◆ **Exercise goal**: Could you copy out every line of the listing below, word for word and unchanged?

>>>>>

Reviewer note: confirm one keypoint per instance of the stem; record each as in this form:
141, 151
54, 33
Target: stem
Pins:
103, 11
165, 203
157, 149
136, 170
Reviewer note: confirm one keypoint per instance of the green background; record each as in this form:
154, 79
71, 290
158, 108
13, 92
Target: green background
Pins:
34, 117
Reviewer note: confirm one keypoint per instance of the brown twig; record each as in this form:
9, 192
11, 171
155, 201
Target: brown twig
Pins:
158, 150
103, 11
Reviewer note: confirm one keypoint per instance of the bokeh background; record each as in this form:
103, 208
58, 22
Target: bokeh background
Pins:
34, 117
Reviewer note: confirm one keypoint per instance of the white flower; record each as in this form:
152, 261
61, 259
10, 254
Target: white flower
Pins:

<<<<<

◆ **Written response**:
Reviewer note: confirm one keypoint per instance of the stem; record each as in this form:
141, 151
54, 33
Target: stem
Pins:
103, 11
165, 203
157, 149
136, 170
Reviewer note: confirm one keypoint per instance of the green background; record each as in this form:
154, 79
71, 290
158, 108
13, 92
Target: green background
Pins:
34, 117
Reviewer note: confirm one keypoint per instance of the brown twig; record each as in this form:
9, 192
11, 171
155, 201
Target: brown twig
Pins:
158, 150
103, 11
Reviewer note: confirm one keypoint per instance of the bokeh background; record each as in this form:
103, 208
58, 22
Target: bokeh background
Pins:
34, 117
Reviewer note: confirm one keypoint per instance of the white flower; record each as in this form:
152, 261
61, 259
10, 254
Target: white flower
Pins:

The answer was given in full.